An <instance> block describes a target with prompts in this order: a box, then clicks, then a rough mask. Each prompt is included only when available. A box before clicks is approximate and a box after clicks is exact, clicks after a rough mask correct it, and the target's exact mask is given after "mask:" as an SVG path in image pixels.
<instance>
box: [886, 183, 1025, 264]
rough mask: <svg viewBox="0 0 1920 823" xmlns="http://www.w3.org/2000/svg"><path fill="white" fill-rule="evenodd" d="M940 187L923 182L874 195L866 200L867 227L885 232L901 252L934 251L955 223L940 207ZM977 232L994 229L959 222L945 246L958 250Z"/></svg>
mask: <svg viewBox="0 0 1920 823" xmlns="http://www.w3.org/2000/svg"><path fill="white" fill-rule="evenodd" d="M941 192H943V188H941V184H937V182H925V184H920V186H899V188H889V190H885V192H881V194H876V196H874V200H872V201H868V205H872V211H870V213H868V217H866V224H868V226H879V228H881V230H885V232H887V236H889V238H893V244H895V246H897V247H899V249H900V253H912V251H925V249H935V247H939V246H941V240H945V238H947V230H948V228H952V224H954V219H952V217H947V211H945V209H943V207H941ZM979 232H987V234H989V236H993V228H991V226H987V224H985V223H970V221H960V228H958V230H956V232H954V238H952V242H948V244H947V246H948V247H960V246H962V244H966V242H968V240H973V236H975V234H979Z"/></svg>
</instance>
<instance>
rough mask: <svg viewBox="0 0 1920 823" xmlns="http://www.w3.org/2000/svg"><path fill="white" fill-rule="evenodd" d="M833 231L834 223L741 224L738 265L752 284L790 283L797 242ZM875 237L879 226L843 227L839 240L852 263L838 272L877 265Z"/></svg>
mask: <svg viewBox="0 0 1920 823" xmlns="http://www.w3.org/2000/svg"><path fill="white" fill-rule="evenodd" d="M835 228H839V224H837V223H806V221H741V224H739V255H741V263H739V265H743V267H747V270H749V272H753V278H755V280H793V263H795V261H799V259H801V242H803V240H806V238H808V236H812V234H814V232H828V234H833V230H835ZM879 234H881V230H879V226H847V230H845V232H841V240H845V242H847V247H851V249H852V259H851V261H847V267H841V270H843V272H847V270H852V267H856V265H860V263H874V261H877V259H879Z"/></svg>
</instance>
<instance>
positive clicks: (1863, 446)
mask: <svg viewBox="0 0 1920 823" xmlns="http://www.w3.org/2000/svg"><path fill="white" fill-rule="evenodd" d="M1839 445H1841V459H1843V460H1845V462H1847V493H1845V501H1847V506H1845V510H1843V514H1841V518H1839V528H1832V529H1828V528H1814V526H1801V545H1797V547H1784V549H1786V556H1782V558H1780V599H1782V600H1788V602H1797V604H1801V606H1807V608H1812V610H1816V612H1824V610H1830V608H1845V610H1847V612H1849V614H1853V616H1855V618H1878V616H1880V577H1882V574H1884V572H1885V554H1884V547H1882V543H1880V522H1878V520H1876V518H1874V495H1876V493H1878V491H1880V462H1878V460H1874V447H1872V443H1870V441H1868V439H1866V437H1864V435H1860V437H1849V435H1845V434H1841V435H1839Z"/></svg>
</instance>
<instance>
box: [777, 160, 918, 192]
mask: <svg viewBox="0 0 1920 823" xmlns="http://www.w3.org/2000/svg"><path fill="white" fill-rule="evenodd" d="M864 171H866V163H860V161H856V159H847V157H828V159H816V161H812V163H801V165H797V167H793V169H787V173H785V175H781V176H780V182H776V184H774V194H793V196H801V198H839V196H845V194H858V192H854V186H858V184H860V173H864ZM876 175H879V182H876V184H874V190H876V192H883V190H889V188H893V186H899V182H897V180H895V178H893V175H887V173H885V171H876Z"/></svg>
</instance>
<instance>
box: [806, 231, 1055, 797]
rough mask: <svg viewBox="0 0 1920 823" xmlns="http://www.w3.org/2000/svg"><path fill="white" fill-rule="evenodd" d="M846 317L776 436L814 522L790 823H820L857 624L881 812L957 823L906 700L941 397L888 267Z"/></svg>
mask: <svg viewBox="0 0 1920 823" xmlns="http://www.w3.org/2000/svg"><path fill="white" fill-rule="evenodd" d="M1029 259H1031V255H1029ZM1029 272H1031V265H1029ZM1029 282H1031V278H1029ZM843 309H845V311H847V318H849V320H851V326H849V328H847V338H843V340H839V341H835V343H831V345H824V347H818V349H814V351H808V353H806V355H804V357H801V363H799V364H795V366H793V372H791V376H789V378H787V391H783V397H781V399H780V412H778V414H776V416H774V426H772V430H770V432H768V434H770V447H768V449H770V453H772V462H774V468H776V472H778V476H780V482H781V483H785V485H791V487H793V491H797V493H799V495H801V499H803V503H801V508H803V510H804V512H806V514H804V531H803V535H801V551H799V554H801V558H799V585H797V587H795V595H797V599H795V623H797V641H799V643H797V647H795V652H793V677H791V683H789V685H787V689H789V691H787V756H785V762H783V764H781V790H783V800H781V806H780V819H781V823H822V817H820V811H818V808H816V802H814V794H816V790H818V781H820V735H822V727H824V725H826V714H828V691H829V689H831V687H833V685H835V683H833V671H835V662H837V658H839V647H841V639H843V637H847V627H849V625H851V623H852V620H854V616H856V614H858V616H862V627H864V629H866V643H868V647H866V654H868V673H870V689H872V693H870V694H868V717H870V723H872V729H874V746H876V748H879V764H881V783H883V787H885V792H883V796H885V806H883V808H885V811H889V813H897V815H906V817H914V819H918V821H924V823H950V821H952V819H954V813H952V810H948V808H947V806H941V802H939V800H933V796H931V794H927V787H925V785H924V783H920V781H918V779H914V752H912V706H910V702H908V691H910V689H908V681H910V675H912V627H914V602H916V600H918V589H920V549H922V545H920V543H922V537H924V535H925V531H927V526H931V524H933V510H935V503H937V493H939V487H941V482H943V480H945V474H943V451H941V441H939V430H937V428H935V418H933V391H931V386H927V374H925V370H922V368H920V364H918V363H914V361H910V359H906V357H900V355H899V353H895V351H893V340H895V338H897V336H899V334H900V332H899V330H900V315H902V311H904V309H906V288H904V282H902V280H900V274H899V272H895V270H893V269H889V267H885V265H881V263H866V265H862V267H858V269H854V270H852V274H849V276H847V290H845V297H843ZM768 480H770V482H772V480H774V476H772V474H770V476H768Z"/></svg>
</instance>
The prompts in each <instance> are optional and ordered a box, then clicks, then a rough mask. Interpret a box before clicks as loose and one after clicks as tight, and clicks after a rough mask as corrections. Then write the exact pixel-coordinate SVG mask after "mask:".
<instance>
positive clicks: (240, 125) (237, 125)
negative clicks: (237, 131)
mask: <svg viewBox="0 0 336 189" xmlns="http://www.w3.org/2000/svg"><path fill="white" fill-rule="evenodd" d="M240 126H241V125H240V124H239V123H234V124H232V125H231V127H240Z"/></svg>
━━━━━━━━━━━━━━━━
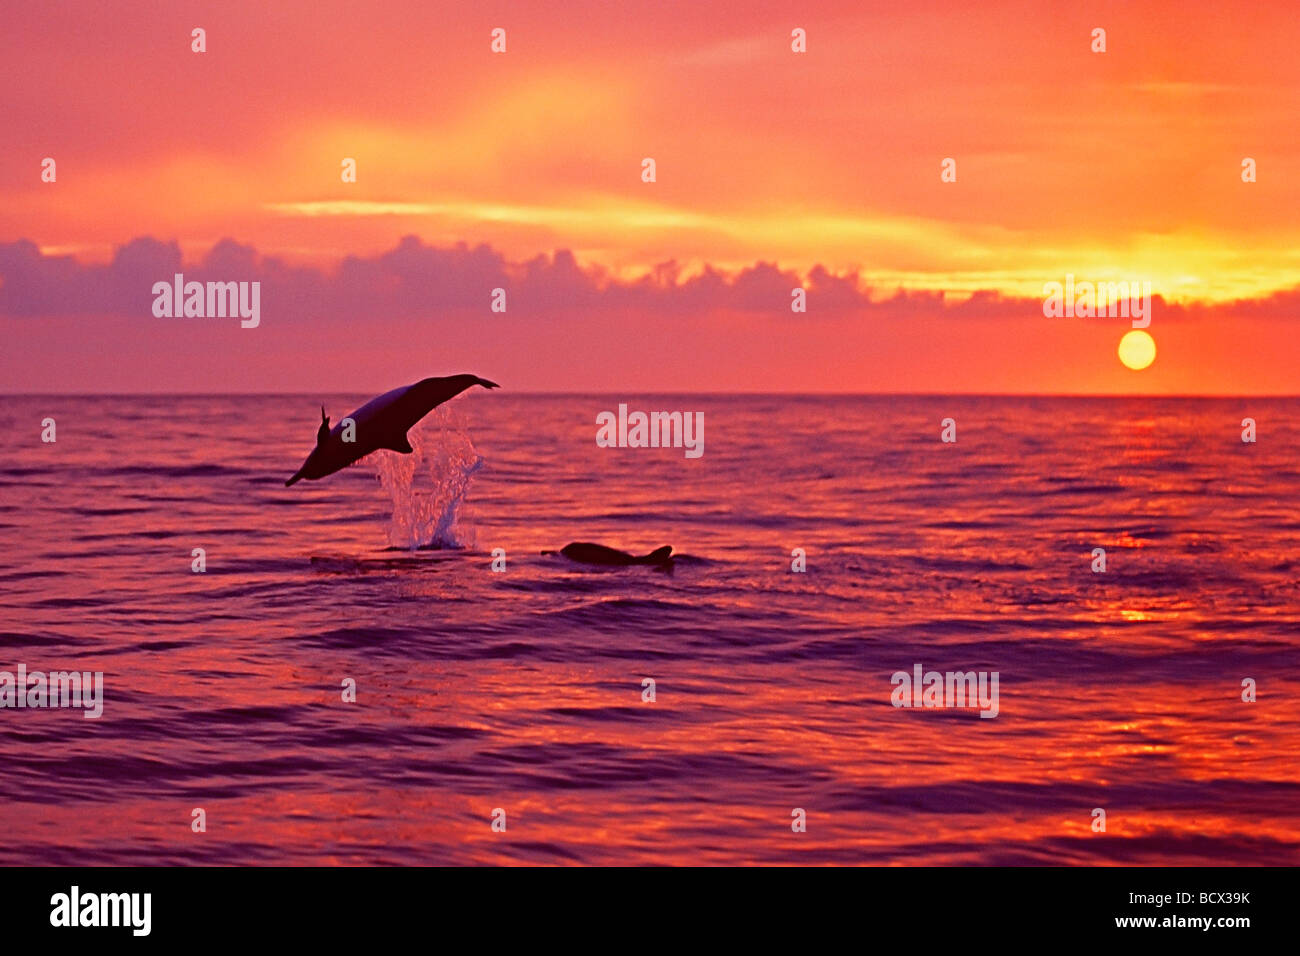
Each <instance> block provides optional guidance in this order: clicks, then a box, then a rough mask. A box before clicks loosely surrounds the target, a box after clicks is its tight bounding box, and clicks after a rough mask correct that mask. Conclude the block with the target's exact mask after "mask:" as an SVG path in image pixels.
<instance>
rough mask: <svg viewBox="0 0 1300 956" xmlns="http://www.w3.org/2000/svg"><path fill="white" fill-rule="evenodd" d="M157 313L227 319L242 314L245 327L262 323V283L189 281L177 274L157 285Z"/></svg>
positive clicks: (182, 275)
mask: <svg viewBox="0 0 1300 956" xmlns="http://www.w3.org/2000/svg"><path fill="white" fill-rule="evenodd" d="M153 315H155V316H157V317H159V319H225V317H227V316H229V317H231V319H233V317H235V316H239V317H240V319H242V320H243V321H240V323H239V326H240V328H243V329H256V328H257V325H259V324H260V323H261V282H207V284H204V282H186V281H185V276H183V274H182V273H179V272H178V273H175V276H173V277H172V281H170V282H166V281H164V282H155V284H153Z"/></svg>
━━━━━━━━━━━━━━━━
> [INSTRUCTIONS TO FOLLOW] What is the number of lines in the records that include "exact"? Answer with that number alone.

> [YOUR RESPONSE] 3